The Philippine Bureau of Customs (BOC) projects additional revenues of P27 billion this year as it officially launched its fuel marking program, which starts nationwide implementation in March.
Customs Commissioner Rey Leonardo Guerrero, Bureau of Internal Revenue (BIR) deputy commissioner Arnel Guballa, and Finance Undersecretary Antonette Tionko on February 6 led the official launching of the program aimed at curbing oil smuggling and plugging revenue losses from illegal importation or misdeclaration of petroleum products.
Marking of such products, whether imported or manufactured in the Philippines, becomes mandatory five years after the Tax Reform for Acceleration and Inclusion (TRAIN) law took effect January 2018.
In a press briefing on February 6, 2019, Guerrero said BOC is on track with implementing the program, with the fuel markers arriving this month and the live implementation nationwide slated for next month.
Asked when the order to implement the program will be issued, Guerrero said they are just waiting for the approval of BOC’s mother agency, the Department of Finance (DOF), which is reviewing the master plan for the program.
In a text message to Asia Customs & Trade, Guerrero said that under the master plan, three types of fuel—diesel, gasoline, and kerosene—will be covered.
“All imports on these three will be marked, starting with areas where consumption is high,” he said, adding that implementation will then gradually spread nationwide in four to six weeks.
Guerrero also noted that the program’s service provider has guaranteed that the fuel markers cannot be copied or imitated, and that its distribution will be strictly monitored.
There will also be random and mandatory checks on gasoline stations and oil depots.
The joint venture of Swiss-based SICPA SA and SGS Philippines, which won the bidding, will implement the fuel marking system.
Under TRAIN, petroleum products that are refined, manufactured, or imported into the Philippines, such as gasoline, denatured alcohol used for motive power, kerosene, and diesel fuel oil, and that are subject to duties and taxes are required to undergo fuel marking after these charges have been paid.
The system will also monitor all locally refined finished oil products to ensure correct payment of corresponding excise taxes and value-added tax.
- - - - - - -
**DIRECTIVE**
Reproduce the passage of the fuel marking article from "Customs Commissioner Rey" up to and including "of petroleum products.".
- - - - - - -
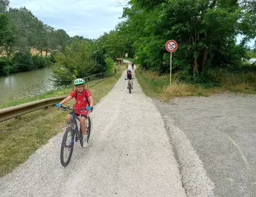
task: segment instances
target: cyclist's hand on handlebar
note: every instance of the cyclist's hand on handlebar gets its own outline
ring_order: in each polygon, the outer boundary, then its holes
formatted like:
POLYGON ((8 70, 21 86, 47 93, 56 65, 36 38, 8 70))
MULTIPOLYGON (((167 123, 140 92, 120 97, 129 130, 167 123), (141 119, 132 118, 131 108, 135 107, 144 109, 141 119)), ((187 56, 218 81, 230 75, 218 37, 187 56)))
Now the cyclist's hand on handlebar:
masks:
POLYGON ((86 109, 87 109, 87 110, 90 110, 91 112, 92 112, 92 110, 94 109, 94 108, 93 108, 92 107, 91 107, 91 106, 89 106, 89 107, 86 107, 86 109))
POLYGON ((56 104, 55 106, 57 107, 61 107, 61 104, 56 104))

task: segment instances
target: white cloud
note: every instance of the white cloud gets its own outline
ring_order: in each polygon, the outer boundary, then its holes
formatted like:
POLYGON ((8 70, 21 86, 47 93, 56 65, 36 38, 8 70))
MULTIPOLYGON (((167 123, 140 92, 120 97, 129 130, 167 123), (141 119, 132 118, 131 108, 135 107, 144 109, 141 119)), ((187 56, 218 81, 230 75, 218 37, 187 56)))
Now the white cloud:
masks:
POLYGON ((12 7, 26 7, 34 15, 70 36, 97 38, 121 22, 127 0, 11 0, 12 7))

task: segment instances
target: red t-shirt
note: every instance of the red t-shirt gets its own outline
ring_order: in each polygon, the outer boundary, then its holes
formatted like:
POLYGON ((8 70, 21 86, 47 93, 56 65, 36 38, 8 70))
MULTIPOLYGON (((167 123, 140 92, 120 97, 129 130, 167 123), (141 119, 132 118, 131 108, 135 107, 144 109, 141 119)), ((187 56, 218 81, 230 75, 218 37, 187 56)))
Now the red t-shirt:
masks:
MULTIPOLYGON (((75 98, 75 96, 77 94, 77 91, 75 90, 70 93, 70 96, 72 98, 75 98)), ((89 98, 92 96, 89 90, 84 89, 81 94, 78 93, 77 95, 77 99, 75 101, 75 103, 74 104, 75 109, 78 108, 86 108, 87 106, 89 105, 89 104, 87 102, 86 98, 89 99, 89 98)), ((83 110, 82 110, 83 111, 83 110)), ((88 111, 85 112, 80 112, 80 110, 75 111, 75 113, 77 114, 82 114, 82 115, 87 115, 88 111)))

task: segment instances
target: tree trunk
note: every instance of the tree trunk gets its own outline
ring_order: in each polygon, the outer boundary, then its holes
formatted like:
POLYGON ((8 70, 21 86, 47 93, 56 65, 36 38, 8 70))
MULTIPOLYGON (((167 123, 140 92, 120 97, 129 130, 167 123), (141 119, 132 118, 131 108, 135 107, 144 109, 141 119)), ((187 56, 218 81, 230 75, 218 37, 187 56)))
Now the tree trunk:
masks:
POLYGON ((195 72, 197 72, 198 74, 198 68, 199 68, 199 66, 198 66, 198 63, 197 63, 197 58, 195 58, 194 68, 193 68, 193 70, 194 70, 193 77, 195 77, 195 72))
POLYGON ((206 61, 207 61, 207 56, 208 56, 208 49, 206 48, 205 52, 203 53, 203 66, 205 64, 206 61))

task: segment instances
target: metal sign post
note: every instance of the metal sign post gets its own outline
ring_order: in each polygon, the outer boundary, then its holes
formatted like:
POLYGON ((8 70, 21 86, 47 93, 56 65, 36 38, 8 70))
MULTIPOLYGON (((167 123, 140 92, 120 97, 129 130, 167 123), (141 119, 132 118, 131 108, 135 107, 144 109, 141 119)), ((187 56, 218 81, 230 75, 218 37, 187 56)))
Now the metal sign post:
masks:
POLYGON ((177 42, 173 40, 169 40, 165 44, 165 49, 170 52, 170 85, 172 83, 172 55, 173 52, 176 51, 178 47, 177 42))

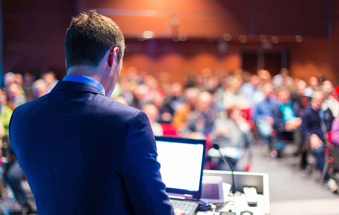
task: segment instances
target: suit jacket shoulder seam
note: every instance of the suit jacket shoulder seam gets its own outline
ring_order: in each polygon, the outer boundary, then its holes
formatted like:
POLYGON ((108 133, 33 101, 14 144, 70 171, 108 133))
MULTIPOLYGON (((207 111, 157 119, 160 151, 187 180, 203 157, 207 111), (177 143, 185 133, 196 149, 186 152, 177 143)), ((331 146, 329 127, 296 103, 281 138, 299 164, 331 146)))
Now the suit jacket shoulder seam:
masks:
- - - - - - -
**SOLUTION FOR THIS PROBLEM**
Customs Commissioner Rey Leonardo Guerrero, Bureau of Internal Revenue (BIR) deputy commissioner Arnel Guballa, and Finance Undersecretary Antonette Tionko on February 6 led the official launching of the program aimed at curbing oil smuggling and plugging revenue losses from illegal importation or misdeclaration of petroleum products.